_Given exercise_.
Extract each line of the listing below that contains the string "snow".

_Supplied material_.
-- -- --
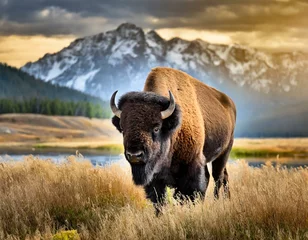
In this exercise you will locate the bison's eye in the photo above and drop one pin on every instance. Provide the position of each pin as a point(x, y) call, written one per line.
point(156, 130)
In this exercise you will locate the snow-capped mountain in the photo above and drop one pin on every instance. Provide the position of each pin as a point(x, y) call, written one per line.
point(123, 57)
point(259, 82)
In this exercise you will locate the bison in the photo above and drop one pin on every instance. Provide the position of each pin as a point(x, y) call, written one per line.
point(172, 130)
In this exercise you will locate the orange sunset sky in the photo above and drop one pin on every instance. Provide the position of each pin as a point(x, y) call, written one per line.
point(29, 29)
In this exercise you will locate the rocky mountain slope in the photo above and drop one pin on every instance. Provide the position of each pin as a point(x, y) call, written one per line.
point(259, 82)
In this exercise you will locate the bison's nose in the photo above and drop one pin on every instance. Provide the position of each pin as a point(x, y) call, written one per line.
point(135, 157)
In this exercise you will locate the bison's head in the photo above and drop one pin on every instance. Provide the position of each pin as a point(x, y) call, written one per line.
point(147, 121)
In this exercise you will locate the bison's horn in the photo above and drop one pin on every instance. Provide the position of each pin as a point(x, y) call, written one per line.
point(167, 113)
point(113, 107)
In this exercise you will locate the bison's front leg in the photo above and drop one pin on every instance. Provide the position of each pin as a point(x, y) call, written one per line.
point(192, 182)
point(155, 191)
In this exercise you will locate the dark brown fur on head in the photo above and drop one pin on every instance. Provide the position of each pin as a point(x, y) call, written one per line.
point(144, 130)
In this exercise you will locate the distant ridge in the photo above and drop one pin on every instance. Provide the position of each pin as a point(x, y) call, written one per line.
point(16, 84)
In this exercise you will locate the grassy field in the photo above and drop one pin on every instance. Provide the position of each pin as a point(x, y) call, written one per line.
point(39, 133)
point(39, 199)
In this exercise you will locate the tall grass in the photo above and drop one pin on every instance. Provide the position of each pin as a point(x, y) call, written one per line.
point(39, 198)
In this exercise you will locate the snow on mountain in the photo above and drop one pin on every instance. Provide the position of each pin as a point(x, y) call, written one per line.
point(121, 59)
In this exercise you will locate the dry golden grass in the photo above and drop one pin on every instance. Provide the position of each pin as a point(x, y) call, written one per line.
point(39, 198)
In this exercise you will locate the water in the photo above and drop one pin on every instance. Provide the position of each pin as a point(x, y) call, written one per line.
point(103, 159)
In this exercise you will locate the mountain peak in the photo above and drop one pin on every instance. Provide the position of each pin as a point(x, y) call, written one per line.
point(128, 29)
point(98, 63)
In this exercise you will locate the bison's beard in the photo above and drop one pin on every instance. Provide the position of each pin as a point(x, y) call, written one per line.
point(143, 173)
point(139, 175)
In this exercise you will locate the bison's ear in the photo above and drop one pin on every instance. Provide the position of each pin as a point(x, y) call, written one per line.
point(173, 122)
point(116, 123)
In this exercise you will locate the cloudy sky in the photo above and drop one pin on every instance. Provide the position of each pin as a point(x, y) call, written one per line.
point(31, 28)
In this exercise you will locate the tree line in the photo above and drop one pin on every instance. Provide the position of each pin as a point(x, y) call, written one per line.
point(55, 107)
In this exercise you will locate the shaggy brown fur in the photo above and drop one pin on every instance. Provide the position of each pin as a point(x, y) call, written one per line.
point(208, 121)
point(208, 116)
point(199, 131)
-- -- --
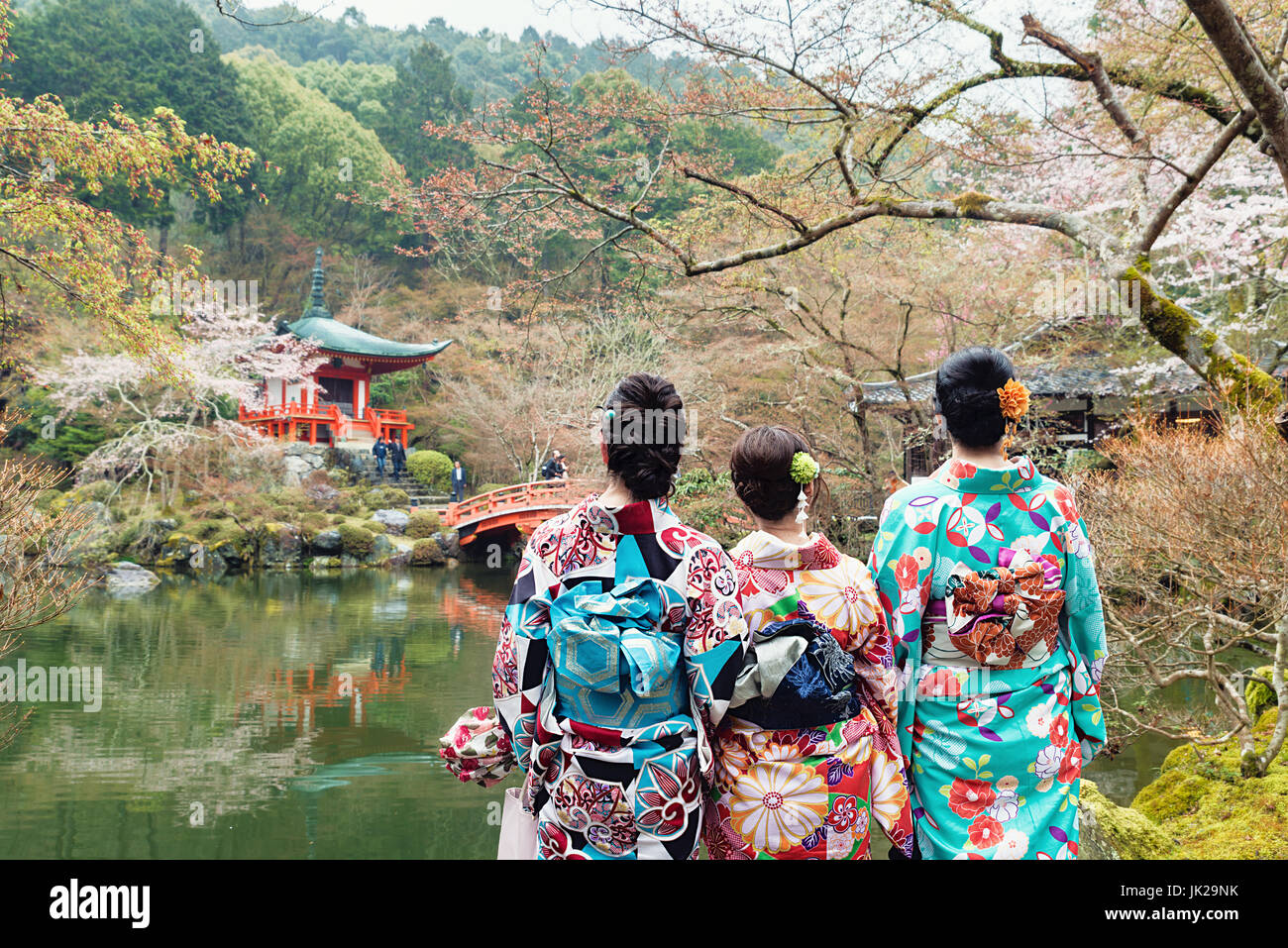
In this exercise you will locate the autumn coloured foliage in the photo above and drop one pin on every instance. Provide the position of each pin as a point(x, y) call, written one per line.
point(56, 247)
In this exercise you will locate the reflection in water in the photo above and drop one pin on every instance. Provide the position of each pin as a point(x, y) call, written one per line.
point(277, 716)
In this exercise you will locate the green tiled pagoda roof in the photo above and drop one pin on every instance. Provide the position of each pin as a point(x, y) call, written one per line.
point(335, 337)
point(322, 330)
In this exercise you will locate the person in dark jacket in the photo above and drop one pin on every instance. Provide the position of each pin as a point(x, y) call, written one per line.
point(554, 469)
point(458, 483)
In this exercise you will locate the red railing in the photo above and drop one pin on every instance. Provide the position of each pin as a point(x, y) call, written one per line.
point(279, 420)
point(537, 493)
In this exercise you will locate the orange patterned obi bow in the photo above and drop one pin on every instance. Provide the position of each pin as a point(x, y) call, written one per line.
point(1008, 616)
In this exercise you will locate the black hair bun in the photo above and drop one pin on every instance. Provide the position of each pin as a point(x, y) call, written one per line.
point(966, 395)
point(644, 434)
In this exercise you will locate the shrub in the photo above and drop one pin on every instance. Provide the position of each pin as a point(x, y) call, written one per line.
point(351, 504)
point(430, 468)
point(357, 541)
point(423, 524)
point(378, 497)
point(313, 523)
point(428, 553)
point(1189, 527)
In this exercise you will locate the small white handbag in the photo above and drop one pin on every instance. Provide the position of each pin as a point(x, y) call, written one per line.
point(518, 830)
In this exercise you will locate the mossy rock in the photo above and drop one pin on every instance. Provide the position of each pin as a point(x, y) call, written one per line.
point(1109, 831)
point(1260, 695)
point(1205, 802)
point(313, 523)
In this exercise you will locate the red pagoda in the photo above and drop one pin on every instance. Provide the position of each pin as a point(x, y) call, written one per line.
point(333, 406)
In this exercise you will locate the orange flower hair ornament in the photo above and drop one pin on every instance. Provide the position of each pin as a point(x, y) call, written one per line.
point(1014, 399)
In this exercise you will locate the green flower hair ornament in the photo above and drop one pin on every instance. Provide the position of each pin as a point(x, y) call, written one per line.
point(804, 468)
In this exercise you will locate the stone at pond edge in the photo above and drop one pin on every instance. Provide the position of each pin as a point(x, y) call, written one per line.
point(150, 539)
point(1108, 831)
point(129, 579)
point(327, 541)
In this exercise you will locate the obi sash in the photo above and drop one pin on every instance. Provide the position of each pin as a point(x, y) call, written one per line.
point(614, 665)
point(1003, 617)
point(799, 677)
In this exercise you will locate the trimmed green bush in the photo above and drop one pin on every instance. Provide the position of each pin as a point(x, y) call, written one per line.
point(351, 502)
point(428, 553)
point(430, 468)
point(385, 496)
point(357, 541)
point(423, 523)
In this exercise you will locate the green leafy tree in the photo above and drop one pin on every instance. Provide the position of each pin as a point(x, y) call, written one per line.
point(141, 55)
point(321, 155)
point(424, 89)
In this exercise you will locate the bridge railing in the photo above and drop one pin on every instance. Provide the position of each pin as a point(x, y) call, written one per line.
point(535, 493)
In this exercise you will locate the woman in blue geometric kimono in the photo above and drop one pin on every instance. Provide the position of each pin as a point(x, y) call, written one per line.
-- -- --
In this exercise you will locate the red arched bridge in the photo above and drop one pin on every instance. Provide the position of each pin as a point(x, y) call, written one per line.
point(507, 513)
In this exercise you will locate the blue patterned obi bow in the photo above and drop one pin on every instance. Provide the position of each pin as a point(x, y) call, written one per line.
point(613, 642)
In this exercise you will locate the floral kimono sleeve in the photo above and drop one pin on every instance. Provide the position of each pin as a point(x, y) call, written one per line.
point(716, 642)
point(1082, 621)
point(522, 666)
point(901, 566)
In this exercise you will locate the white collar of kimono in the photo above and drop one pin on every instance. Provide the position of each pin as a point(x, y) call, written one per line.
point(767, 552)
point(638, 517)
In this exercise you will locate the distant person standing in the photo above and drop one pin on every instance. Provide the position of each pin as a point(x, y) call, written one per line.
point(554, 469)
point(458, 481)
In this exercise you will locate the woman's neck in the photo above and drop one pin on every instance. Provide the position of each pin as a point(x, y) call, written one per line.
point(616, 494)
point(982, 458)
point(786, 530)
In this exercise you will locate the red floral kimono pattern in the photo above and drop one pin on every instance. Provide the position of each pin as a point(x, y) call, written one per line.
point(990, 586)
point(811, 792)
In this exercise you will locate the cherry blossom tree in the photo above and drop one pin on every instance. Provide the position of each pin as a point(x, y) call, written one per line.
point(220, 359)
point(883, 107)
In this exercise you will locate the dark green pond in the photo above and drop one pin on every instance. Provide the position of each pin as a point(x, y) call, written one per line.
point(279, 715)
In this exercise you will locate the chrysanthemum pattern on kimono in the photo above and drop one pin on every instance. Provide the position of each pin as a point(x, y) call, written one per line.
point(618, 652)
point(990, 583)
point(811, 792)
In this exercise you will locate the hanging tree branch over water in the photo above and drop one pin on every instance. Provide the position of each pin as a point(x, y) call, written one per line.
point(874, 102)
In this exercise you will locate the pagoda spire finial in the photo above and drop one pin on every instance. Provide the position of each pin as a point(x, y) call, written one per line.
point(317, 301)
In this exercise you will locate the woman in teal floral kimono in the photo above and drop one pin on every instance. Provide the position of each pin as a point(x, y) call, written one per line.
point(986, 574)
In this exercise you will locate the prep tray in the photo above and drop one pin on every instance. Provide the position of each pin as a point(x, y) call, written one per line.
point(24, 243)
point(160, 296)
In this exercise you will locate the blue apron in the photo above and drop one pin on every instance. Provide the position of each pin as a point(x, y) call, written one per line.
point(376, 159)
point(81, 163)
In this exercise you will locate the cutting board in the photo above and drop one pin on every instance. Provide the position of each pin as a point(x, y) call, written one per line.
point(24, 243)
-- -- --
_Solved problem_.
In this exercise you will locate the snow-capped mountain in the photo above and drop one pin on every instance. Provide the position of each pin as a point(x, y) call, written one per line.
In this exercise you will locate the snow on mountain in the photo above and drop one pin on every instance. Provide the position of each pin as a point(x, y) call, written one per line.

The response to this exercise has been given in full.